■ WORK ORDER ■
Everything in the listing below should be repeated exactly.

■ GIVEN RECORDS ■
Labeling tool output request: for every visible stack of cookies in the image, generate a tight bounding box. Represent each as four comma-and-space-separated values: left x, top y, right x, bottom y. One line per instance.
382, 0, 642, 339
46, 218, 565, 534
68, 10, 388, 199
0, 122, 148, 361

■ OUTPUT ■
Labeling tool output request: for every visible stack of cookies in the image, generate a tight bounding box. Represent each as four comma-and-space-separated values: left x, top y, right x, bottom y. One line per instance.
382, 0, 642, 339
46, 218, 565, 534
68, 10, 388, 199
0, 122, 148, 361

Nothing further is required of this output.